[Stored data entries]
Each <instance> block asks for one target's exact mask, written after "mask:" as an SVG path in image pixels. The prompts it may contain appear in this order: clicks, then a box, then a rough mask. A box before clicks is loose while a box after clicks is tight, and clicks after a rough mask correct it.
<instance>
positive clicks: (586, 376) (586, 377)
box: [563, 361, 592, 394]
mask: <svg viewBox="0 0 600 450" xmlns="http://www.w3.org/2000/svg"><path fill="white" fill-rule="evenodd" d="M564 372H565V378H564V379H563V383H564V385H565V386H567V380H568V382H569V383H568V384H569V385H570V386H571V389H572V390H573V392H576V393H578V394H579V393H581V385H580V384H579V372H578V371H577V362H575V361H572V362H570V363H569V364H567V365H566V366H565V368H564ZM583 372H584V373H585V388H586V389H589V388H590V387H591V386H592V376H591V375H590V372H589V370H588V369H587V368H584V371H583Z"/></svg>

...

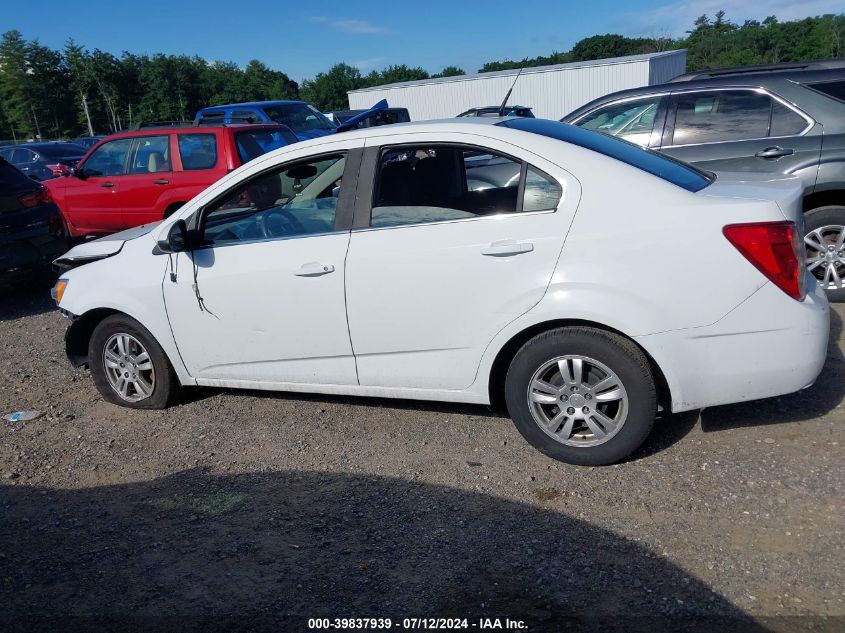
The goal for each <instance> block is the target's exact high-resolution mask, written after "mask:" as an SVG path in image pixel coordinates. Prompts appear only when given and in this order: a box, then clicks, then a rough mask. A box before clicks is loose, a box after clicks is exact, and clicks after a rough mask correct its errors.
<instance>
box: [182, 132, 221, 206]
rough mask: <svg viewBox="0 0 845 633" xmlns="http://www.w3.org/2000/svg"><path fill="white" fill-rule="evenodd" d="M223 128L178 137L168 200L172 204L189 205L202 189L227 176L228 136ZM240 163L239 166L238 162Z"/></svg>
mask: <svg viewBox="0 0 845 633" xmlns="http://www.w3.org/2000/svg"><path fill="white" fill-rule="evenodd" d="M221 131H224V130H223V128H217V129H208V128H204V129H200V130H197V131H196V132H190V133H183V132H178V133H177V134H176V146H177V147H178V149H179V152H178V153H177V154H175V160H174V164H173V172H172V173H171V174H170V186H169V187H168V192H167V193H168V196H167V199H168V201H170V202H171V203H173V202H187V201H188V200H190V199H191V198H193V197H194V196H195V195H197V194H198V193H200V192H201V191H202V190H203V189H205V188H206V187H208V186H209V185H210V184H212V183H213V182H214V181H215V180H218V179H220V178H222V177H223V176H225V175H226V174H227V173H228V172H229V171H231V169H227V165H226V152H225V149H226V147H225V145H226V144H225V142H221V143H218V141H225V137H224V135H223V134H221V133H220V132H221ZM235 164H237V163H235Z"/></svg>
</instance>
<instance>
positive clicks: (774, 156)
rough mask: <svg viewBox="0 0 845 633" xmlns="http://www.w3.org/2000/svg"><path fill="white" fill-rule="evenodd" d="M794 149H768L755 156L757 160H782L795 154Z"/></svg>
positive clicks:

• **To do**
Put the lines starting at the one containing "Each <instance> block asks" and ending at the one containing "box: [563, 361, 592, 394]" into a numbered list, leaving out blank lines.

• **Answer box**
1. Each <instance> block asks for one target's exact mask, written after "mask:" as an SVG path in image pixels. The prompts it may contain appear in this order: clicks, then a box, then a rough mask. A box before clicks is loose while a box after clicks is tight, and clicks after a rough mask correct it.
2. <instance>
3. positive clicks: (586, 376) (586, 377)
4. box: [563, 361, 592, 394]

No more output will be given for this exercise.